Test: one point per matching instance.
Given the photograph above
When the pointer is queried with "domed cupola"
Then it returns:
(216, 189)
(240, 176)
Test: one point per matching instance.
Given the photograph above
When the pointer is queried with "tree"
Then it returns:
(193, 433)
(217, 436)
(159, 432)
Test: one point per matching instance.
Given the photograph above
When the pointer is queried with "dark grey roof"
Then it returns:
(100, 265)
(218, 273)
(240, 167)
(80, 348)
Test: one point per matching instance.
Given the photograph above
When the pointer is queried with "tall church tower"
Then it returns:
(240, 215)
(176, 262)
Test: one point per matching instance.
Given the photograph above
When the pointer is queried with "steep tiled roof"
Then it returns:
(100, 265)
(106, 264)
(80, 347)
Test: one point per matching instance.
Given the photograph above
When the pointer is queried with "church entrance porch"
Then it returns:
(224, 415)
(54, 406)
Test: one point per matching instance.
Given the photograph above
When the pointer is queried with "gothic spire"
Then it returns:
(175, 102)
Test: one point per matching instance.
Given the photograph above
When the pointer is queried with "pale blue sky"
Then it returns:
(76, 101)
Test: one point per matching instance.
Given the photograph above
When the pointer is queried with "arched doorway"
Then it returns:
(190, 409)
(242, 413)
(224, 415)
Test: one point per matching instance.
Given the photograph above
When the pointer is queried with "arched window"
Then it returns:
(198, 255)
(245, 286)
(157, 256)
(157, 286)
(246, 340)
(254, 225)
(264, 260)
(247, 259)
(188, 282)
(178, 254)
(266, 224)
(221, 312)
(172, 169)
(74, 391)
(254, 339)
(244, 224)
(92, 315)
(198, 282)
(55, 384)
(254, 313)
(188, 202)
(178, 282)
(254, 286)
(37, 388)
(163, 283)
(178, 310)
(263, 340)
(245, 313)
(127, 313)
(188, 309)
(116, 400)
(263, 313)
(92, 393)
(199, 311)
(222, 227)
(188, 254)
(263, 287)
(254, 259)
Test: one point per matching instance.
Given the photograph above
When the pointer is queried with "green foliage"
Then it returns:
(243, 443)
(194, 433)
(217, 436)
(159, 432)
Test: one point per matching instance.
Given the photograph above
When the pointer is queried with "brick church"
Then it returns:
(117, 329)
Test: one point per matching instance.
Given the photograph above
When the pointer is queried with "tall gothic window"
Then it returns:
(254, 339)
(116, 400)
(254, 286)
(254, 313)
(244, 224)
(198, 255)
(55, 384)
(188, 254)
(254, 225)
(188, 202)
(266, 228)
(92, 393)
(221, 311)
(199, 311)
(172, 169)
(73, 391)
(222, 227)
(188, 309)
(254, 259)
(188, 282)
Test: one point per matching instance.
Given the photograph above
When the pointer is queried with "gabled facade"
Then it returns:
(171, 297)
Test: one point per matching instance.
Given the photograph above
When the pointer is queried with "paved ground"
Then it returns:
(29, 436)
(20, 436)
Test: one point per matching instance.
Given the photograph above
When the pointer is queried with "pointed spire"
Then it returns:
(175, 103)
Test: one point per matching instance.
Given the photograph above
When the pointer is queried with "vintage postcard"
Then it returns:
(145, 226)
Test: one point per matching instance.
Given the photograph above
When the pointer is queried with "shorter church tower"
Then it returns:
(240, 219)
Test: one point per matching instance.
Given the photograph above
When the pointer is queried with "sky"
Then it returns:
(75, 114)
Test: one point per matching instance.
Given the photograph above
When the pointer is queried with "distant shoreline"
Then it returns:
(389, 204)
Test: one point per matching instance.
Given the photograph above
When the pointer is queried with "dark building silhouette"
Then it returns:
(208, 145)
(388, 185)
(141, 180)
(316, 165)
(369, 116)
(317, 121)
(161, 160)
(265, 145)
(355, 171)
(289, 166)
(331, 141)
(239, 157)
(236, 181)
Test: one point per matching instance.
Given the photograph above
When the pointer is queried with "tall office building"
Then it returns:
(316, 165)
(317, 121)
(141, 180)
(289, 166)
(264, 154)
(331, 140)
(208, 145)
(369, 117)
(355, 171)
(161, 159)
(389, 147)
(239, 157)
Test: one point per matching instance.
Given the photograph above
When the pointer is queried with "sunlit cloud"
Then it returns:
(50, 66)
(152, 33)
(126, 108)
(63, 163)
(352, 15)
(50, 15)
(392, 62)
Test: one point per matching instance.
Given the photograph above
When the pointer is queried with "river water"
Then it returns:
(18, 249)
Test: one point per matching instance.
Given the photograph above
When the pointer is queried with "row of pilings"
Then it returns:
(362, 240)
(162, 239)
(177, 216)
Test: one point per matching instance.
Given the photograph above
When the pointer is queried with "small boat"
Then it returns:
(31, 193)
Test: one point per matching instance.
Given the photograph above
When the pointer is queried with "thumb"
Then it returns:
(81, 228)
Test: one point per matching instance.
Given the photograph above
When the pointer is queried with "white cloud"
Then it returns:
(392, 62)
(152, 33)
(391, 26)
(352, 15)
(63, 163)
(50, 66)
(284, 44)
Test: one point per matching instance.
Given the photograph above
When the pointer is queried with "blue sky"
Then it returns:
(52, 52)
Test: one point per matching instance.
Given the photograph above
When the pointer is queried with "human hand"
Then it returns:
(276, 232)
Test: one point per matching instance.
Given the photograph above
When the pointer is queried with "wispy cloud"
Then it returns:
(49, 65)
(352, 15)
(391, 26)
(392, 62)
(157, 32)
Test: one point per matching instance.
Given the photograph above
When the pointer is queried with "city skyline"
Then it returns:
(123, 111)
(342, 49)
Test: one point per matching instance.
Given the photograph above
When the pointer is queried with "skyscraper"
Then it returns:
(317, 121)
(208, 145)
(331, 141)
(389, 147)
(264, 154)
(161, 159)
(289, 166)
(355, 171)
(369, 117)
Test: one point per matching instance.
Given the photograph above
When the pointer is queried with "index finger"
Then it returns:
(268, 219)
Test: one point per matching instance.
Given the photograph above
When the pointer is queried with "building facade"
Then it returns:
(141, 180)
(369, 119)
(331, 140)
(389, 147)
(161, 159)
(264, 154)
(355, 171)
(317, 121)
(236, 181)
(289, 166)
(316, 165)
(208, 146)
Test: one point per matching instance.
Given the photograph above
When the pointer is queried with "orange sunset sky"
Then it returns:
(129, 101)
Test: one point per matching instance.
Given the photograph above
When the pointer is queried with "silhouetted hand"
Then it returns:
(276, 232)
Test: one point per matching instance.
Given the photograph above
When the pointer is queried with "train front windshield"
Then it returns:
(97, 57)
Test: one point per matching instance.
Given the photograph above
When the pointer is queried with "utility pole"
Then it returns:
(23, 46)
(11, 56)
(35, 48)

☆ ☆ ☆

# Written request:
Using the data above, return each line exactly as written.

# Response below:
Test: one point per matching instance.
Given the photograph above
When the pointer is queried with "domed cupola"
Then it returns:
(216, 189)
(240, 176)
Test: one point per matching instance.
Given the photograph above
When the pointer is queried with "tree"
Then it returns:
(193, 433)
(217, 436)
(159, 432)
Test: one point per matching instance.
Given the photograph above
When the pointer is queried with "dark grey roof"
Then it returns:
(100, 265)
(218, 273)
(240, 167)
(80, 348)
Test: one point per matching instance.
Given the photograph above
When the pointer is queried with "tall church tower"
Then it returns:
(240, 215)
(176, 262)
Test: one point per matching instance.
Given the photograph above
When the pointer is queried with "steep tiled roof"
Then it returns:
(100, 265)
(106, 264)
(80, 347)
Test: one point per matching instance.
Given the photograph above
When the pointer is queried with "church entrance porch"
Then it returns:
(224, 415)
(54, 406)
Test: one point per matching instance.
Given the photograph above
When the pointer is queried with "gothic spire"
Then it returns:
(175, 102)
Test: one point per matching instance.
Given the photograph above
When the pointer is queried with "pale blue sky"
Then it returns:
(76, 101)
Test: one point per matching instance.
Given the photograph above
When the pointer is queried with "arched doorway"
Then it returns:
(190, 409)
(242, 413)
(224, 415)
Test: one point per matching instance.
Given the photograph above
When the pointer is queried with "arched window"
Then it returns:
(198, 255)
(245, 286)
(157, 256)
(157, 286)
(246, 340)
(254, 225)
(264, 260)
(247, 259)
(188, 282)
(178, 254)
(266, 224)
(221, 312)
(172, 169)
(74, 391)
(254, 339)
(244, 224)
(92, 315)
(198, 282)
(55, 384)
(254, 313)
(188, 202)
(178, 282)
(254, 286)
(37, 388)
(163, 283)
(178, 310)
(263, 340)
(245, 313)
(127, 313)
(188, 309)
(116, 400)
(263, 313)
(92, 393)
(199, 311)
(222, 227)
(188, 254)
(263, 287)
(254, 259)
Test: one point per matching instance.
Given the photograph above
When the pointer is queried with "green foliage"
Then it returns:
(243, 443)
(194, 433)
(217, 436)
(159, 432)
Test: one point per matching instance.
Given the photograph above
When the pointer is queried with "brick church"
Then it returns:
(117, 329)
Test: one point per matching instance.
Given the photograph above
When the pointer is queried with "tall gothic window"
Then it returns:
(254, 339)
(116, 400)
(254, 286)
(254, 313)
(244, 224)
(198, 255)
(55, 384)
(188, 254)
(254, 225)
(188, 202)
(266, 228)
(92, 393)
(221, 311)
(199, 311)
(172, 169)
(73, 391)
(222, 227)
(188, 309)
(254, 259)
(188, 282)
Test: one point per matching instance.
Given the photograph above
When the pointer is queried with "gabled facade"
Then it returns:
(171, 297)
Test: one point per matching instance.
Given the photograph above
When the pointer is queried with "paved ground"
Then it returns:
(29, 436)
(20, 436)
Test: one point per matching instance.
Given the photograph above
When the pointer is queried with "pointed spire"
Then it returns:
(175, 103)
Test: one point per matching instance.
Given the photograph above
When the pointer is queried with "vintage postcard"
Then it returns:
(145, 226)
Test: one point per matching instance.
Given the photograph above
When the pointer is queried with "shorter church tower"
Then it returns:
(240, 219)
Test: one point per matching instance.
Given the photograph above
When the pointer is queried with "sky"
Then it returns:
(75, 114)
Test: one point per matching instance.
Given the photograph above
When the pointer is queried with "distant shoreline"
Then it returns:
(389, 204)
Test: one point per matching instance.
Given the photograph above
When the pointer is queried with "dark building silhouette"
Then it returns:
(208, 145)
(388, 185)
(141, 180)
(316, 165)
(369, 116)
(317, 121)
(161, 160)
(265, 145)
(355, 171)
(289, 166)
(331, 141)
(239, 157)
(236, 181)
Test: one point per matching instance.
Given the photograph above
When the pointer is queried with "tall office building"
Then it returns:
(316, 165)
(317, 121)
(141, 180)
(289, 166)
(264, 154)
(331, 140)
(208, 145)
(369, 117)
(355, 171)
(161, 159)
(389, 147)
(239, 157)
Test: one point per matching instance.
Given the photograph above
When the pointer is queried with "sunlit cloud"
Then it returns:
(50, 66)
(152, 33)
(126, 108)
(63, 163)
(352, 15)
(50, 15)
(392, 62)
Test: one point per matching instance.
Given the photograph above
When the pointer is queried with "river water"
Then it returns:
(18, 249)
Test: one point per matching instance.
Given the photograph above
When the pointer is queried with "row of pilings"
Then it returns:
(362, 240)
(162, 239)
(177, 216)
Test: one point per matching instance.
Given the photograph above
When the pointer is queried with "small boat"
Then it returns:
(31, 193)
Test: one point per matching instance.
Given the photograph above
When the pointer is queried with "thumb"
Then it returns:
(81, 228)
Test: one point per matching instance.
Given the photograph above
When the pointer is queried with "white cloud"
Then it returns:
(392, 62)
(152, 33)
(391, 26)
(352, 15)
(63, 163)
(50, 66)
(284, 44)
Test: one point per matching instance.
Given the photograph above
When the pointer is queried with "blue sky"
Then it returns:
(52, 52)
Test: one point per matching instance.
Given the photograph above
When the pointer is queried with "human hand"
Then it returns:
(276, 232)
Test: one point per matching instance.
Given the photograph above
When the pointer is queried with "wispy cloud"
Then it returns:
(49, 65)
(352, 15)
(391, 26)
(392, 62)
(157, 32)
Test: one point per matching instance.
Given the photograph above
When the pointer is queried with "city skyline"
Then it returns:
(123, 111)
(342, 49)
Test: one point per matching instance.
Given the photograph above
When the pointer is queried with "skyscraper"
Then it returns:
(317, 121)
(208, 145)
(331, 141)
(389, 147)
(264, 154)
(161, 159)
(289, 166)
(355, 171)
(369, 117)
Test: one point per matching instance.
Given the photograph above
When the pointer is queried with "index finger"
Then it returns:
(268, 219)
Test: one point per matching instance.
Given the photograph above
When the pointer is queried with "building facade"
Then it returns:
(141, 180)
(369, 119)
(331, 140)
(389, 147)
(161, 159)
(264, 154)
(355, 171)
(317, 121)
(236, 181)
(289, 166)
(316, 165)
(208, 146)
Test: one point per matching instance.
Given the photograph above
When the pointer is queried with "orange sunset sky"
Then it returns:
(129, 101)
Test: one point per matching instance.
Given the photograph above
When the pointer is queried with "silhouetted hand"
Then it returns:
(276, 232)
Test: one point per matching instance.
Given the photograph above
When the pointer is queried with "train front windshield"
Then it returns:
(97, 57)
Test: one point per matching instance.
Given the photograph above
When the pointer is queried with "utility pole"
Then it returns:
(23, 46)
(11, 56)
(35, 48)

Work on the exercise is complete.